YOUR GOAL
Can you switch "pole" to "post" in everything from the entry "Target: street light pole" down to the end of the entries, and give back only those lines with nothing else changed?

-- Begin DATA IN THIS EXERCISE --

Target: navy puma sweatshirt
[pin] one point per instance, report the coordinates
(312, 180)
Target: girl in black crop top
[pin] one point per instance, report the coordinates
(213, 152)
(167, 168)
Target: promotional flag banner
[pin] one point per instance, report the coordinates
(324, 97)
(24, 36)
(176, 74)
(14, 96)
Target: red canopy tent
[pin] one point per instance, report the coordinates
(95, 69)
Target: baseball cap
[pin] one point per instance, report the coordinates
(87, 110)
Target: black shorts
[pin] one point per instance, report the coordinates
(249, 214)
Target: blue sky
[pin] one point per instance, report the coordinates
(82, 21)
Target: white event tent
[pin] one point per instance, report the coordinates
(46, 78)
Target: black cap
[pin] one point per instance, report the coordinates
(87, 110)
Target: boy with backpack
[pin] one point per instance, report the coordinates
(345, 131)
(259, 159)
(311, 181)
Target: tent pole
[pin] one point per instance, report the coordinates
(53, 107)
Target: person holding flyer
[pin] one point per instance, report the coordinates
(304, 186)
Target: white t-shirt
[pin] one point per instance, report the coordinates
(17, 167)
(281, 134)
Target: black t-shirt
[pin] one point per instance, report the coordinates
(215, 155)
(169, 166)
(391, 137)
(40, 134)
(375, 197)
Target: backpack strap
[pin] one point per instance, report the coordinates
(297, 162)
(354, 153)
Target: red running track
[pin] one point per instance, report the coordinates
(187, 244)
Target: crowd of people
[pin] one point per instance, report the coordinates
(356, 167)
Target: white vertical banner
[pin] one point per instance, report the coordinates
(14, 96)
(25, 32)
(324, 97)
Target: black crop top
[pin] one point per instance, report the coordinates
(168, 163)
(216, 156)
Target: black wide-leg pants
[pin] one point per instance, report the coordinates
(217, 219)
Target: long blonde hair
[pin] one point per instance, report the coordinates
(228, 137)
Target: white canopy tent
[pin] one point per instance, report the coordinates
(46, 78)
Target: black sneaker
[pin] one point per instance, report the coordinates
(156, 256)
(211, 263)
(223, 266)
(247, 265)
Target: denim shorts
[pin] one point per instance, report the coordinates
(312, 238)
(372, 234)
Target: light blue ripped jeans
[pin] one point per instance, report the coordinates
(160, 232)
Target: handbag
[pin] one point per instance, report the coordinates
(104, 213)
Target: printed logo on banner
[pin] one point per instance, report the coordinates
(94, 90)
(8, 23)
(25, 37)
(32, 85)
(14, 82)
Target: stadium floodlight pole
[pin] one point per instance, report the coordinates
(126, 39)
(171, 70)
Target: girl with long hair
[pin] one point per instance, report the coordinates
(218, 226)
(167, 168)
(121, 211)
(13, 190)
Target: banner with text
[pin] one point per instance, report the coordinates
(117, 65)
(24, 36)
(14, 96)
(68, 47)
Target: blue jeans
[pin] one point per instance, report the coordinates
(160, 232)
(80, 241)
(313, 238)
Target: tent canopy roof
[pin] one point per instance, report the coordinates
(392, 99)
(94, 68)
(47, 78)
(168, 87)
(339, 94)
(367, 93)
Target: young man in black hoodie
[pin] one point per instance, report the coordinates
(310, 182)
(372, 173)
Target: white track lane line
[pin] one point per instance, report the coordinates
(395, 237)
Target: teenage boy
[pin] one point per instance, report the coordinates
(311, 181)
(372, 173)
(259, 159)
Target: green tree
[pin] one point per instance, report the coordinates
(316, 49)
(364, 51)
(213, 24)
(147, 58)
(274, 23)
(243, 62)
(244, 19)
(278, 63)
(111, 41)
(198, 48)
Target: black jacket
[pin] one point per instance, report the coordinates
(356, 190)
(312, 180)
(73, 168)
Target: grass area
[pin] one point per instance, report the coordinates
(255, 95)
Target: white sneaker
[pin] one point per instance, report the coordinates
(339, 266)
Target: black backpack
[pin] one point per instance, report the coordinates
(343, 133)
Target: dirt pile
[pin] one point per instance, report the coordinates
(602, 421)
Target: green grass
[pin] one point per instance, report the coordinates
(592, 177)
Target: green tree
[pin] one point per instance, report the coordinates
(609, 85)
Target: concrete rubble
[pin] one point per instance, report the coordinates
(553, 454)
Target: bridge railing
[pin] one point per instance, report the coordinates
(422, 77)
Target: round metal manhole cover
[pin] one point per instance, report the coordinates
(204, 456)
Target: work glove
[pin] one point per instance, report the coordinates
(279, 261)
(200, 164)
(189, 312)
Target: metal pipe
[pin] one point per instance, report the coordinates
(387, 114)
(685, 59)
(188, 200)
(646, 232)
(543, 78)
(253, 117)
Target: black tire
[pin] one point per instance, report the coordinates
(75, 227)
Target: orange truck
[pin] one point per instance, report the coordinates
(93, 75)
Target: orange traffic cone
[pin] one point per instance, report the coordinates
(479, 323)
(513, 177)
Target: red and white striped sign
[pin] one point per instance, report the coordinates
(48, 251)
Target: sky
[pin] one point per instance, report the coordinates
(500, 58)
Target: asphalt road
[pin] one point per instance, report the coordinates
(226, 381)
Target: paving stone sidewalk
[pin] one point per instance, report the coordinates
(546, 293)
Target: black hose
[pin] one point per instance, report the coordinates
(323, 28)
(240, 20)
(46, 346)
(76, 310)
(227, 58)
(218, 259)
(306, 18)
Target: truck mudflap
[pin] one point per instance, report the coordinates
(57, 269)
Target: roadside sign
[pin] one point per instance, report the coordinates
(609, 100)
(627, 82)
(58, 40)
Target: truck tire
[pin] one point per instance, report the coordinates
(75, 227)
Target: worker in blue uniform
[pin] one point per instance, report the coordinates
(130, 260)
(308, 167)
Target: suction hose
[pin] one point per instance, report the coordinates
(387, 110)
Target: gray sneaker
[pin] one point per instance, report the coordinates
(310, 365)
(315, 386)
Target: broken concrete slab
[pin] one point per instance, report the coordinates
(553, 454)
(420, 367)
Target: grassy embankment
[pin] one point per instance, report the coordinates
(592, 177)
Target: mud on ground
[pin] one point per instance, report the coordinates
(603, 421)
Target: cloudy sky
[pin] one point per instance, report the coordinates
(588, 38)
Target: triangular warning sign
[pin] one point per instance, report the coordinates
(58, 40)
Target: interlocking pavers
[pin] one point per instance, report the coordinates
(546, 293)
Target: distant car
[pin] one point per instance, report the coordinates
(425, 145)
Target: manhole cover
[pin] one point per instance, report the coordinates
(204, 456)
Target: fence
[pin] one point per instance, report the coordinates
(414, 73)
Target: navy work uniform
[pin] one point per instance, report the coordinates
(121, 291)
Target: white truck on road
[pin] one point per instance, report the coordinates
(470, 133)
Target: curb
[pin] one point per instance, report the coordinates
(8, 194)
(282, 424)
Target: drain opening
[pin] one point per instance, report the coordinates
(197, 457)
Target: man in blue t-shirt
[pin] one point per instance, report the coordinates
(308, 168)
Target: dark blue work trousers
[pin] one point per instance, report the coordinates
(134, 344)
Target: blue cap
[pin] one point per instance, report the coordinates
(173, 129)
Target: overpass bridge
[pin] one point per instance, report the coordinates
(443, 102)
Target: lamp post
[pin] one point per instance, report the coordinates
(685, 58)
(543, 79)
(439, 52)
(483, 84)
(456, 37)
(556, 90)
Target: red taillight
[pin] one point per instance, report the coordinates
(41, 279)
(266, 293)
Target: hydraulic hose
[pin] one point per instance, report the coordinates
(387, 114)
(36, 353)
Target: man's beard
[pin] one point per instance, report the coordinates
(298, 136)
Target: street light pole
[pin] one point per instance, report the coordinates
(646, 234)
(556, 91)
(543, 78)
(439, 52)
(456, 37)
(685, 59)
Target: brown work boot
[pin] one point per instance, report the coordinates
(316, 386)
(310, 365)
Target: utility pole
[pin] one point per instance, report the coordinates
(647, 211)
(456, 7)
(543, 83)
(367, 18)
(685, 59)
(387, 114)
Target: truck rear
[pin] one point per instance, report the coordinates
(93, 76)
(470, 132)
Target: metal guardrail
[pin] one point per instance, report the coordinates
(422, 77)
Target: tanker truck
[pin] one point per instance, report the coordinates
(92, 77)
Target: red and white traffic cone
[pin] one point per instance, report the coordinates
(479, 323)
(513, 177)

-- End DATA IN THIS EXERCISE --

FINAL ANSWER
Target: street light post
[pin] one point per instance, report the coordinates
(646, 234)
(556, 91)
(543, 78)
(439, 52)
(456, 37)
(685, 59)
Target: brown work boot
[pin] one point per instance, report the coordinates
(316, 386)
(310, 365)
Target: utility post
[pin] one point per instance, report the coordinates
(647, 211)
(456, 7)
(543, 83)
(367, 18)
(685, 59)
(387, 114)
Target: truck rear
[pin] one point per instance, report the coordinates
(93, 76)
(470, 132)
Target: metal guardrail
[pin] one point per instance, report the coordinates
(422, 77)
Target: tanker truck
[pin] one point per instance, report the coordinates
(92, 77)
Target: red and white traffic cone
[pin] one point per instance, report the coordinates
(479, 323)
(513, 177)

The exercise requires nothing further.